So we could argue that attractive people deserve success while ugly people don’t. In real life, it is indeed often the case that attractive people are favored over the less attractive; in job interviews, dating adds, and our overall perception of someone’s personal goodness. Again, the point is, attractiveness is not something we earn through effort but rather a trait we are born with. This renders the argument that attractive people deserve to succeed moot.

It makes sense that a trait such as attractiveness does not count as “honest effort” in pursuit of a proportionate reward. But then skill certainly should. Those in power would have us believe that the honest acquisition and practice of a skill will get us anywhere, if only we work hard. However, this assumes that the playing field is equal, and that learning and opportunity are equally accessible to all. Again, this is not the case.


In conclusion, it’s not merely enough to be born intelligent, to learn as much as we can or to practice the right skill. It is not even the social connections or right opportunities alone that give us our big break. It is ultimately a case of whether we were already born into a privileged status that is most likely to decide whether we will achieve the amount of success many of us strive for.


This indicates that merit may not be a useful explanation but a way of justifying or pacifying us into a kind of rat-race complacency. Sounds contradictory at first, but that’s exactly what it is.


Life and success more closely resemble Bronfenbrenner’s ecological theory than an evolutionary or spiritual gravitation towards justice, symmetry and proportion. It doesn’t mean value of merit is always beside the point, but rather that we have to look at it in context.

(Records from a dataset)
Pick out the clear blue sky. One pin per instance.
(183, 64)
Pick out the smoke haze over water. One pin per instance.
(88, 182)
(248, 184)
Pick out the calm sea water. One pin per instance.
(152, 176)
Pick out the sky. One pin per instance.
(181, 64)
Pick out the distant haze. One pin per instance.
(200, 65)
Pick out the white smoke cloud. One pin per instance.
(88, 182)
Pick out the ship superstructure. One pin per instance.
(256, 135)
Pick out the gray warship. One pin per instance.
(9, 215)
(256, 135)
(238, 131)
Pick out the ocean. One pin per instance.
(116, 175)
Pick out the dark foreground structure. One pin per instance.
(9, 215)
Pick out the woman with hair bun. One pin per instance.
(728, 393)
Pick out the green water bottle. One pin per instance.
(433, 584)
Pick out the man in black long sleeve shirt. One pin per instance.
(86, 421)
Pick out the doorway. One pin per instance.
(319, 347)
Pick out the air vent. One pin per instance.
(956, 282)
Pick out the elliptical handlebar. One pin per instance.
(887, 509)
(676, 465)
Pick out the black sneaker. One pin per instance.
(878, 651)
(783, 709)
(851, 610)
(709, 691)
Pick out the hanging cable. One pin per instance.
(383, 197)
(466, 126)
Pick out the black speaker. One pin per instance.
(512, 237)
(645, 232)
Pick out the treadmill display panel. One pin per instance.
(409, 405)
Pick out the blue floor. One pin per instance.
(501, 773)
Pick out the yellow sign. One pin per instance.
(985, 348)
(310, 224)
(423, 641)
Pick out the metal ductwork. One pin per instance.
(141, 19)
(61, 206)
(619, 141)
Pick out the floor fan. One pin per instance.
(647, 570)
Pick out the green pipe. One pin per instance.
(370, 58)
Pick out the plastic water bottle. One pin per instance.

■ ACTIONS TO TAKE:
1/ Reproduce the part of the passage on merit and success that opens with the words containing "It makes sense" and closes with "us strive for.".
2/ In the passage on merit and success, what theory do life and success more closely resemble?

■ RESULTS OF THE EXERCISE:
1/
It makes sense that a trait such as attractiveness does not count as “honest effort” in pursuit of a proportionate reward. But then skill certainly should. Those in power would have us believe that the honest acquisition and practice of a skill will get us anywhere, if only we work hard. However, this assumes that the playing field is equal, and that learning and opportunity are equally accessible to all. Again, this is not the case.


In conclusion, it’s not merely enough to be born intelligent, to learn as much as we can or to practice the right skill. It is not even the social connections or right opportunities alone that give us our big break. It is ultimately a case of whether we were already born into a privileged status that is most likely to decide whether we will achieve the amount of success many of us strive for.

2/ Bronfenbrenner's ecological theory.